⟨
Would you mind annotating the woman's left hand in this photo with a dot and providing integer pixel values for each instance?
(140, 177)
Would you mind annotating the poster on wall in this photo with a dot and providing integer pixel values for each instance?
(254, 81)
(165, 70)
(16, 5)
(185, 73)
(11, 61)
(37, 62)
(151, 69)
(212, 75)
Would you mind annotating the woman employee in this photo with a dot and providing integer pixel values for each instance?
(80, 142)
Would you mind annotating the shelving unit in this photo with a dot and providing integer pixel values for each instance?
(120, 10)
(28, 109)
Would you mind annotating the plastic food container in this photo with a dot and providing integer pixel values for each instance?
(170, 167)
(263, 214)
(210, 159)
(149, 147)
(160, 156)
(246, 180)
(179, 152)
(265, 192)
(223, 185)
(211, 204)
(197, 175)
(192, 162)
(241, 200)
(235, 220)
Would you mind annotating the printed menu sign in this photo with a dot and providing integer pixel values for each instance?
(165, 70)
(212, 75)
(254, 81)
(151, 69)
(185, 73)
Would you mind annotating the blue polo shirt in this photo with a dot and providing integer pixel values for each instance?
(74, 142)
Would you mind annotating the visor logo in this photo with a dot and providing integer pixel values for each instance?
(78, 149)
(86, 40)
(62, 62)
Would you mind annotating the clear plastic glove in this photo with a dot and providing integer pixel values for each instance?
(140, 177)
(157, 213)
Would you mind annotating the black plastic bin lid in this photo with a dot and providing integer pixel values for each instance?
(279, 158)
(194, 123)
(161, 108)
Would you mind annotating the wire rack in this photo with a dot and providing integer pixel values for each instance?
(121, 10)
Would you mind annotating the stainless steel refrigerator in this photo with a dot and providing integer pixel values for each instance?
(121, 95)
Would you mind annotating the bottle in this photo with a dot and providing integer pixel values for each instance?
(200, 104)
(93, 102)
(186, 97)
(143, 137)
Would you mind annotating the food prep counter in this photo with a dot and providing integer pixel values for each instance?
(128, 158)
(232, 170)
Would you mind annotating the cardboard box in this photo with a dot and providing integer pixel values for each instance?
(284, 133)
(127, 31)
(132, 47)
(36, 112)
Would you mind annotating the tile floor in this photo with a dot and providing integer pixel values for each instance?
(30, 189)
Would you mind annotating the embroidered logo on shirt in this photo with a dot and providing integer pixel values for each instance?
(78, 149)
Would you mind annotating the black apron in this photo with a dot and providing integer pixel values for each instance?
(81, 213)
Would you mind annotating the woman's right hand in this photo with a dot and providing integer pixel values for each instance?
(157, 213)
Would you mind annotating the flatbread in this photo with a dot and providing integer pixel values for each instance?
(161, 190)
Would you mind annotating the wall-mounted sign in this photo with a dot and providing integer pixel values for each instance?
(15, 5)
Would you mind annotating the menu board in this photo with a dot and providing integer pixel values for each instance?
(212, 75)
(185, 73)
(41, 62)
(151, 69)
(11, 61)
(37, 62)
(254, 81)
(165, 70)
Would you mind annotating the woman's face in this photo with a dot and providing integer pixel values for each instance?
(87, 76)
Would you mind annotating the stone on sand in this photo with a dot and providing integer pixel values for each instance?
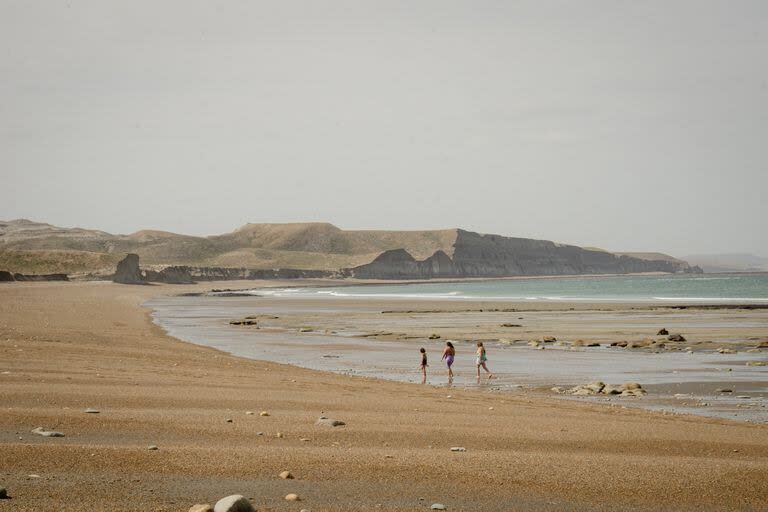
(328, 422)
(47, 433)
(234, 503)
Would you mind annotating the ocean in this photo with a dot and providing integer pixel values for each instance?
(720, 288)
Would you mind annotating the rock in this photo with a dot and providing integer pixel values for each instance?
(328, 422)
(234, 503)
(243, 322)
(47, 433)
(596, 386)
(128, 271)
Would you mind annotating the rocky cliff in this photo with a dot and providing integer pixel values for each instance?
(476, 255)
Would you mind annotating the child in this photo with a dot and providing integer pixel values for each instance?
(448, 354)
(423, 365)
(481, 359)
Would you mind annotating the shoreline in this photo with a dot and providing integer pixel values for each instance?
(153, 389)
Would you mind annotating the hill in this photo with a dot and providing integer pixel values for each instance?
(34, 247)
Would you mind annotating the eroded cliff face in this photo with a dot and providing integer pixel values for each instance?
(477, 255)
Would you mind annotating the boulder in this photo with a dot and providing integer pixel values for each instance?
(234, 503)
(47, 433)
(328, 422)
(128, 271)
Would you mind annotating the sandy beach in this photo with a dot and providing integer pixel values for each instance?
(66, 347)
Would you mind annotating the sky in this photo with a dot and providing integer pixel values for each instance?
(631, 126)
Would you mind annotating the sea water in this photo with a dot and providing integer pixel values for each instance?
(714, 289)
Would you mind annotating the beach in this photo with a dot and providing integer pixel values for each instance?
(67, 347)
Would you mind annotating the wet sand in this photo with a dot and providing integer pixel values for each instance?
(380, 338)
(65, 347)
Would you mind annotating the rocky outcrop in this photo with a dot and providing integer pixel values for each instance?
(128, 271)
(477, 255)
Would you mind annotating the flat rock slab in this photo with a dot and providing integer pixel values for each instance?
(328, 422)
(234, 503)
(47, 433)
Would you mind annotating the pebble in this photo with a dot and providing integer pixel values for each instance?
(328, 422)
(47, 433)
(234, 503)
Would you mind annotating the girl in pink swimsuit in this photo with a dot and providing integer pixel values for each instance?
(448, 354)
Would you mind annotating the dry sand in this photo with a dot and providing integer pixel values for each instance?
(70, 346)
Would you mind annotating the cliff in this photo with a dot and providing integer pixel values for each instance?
(476, 255)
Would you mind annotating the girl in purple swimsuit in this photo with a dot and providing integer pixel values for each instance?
(448, 354)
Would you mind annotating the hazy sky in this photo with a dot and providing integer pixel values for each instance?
(620, 124)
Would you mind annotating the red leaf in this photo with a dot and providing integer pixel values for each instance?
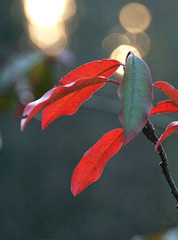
(171, 128)
(164, 107)
(105, 67)
(168, 89)
(57, 93)
(70, 104)
(94, 160)
(67, 105)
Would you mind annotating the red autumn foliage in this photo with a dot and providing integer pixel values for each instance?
(167, 106)
(171, 128)
(79, 85)
(91, 166)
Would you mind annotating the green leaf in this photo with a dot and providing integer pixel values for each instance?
(136, 95)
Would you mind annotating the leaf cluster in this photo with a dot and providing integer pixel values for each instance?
(135, 92)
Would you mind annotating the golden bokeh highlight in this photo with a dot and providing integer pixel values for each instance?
(143, 43)
(48, 12)
(113, 40)
(48, 38)
(135, 17)
(120, 54)
(46, 23)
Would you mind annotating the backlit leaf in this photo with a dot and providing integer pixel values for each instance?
(94, 160)
(135, 93)
(58, 92)
(70, 104)
(167, 106)
(171, 128)
(105, 67)
(168, 89)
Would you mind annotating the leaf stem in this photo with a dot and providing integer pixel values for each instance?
(149, 132)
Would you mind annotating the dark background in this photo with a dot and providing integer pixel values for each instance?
(132, 196)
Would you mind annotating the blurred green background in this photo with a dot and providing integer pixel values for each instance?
(40, 42)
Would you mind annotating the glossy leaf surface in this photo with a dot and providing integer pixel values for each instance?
(94, 160)
(105, 67)
(171, 128)
(70, 104)
(135, 93)
(57, 93)
(167, 106)
(168, 89)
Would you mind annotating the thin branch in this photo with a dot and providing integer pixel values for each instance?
(150, 133)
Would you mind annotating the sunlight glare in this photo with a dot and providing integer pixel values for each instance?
(113, 40)
(44, 12)
(120, 54)
(135, 17)
(48, 37)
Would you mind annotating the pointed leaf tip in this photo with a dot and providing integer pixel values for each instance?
(167, 106)
(94, 160)
(136, 95)
(69, 104)
(171, 128)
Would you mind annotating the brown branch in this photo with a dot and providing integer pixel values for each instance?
(150, 133)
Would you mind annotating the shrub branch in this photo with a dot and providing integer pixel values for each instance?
(149, 132)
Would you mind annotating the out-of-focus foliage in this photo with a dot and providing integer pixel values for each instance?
(169, 234)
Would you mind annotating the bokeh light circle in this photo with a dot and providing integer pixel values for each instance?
(135, 17)
(120, 54)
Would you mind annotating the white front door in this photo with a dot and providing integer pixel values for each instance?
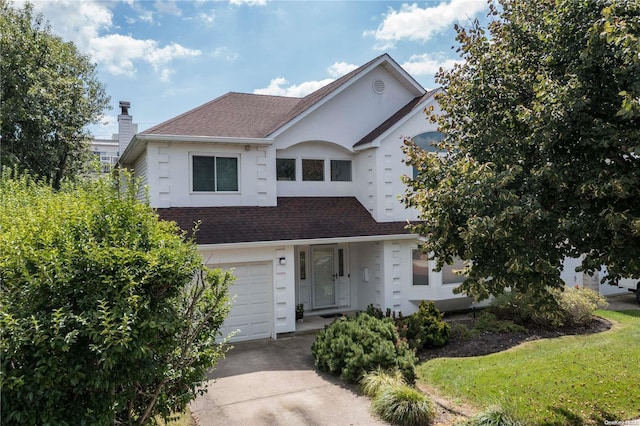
⟩
**Your task**
Pull out every line of the items above that contains the word "sign", treating uppercase and lowercase as different, and copy those lines.

**Answer to this task**
Would you mind annotating the printed menu sign in this photo with a dot and providing integer pixel values for each instance?
Would you mind annotating the wall-mounted sign in this photo with a dot and providing integer pixel values for each instance?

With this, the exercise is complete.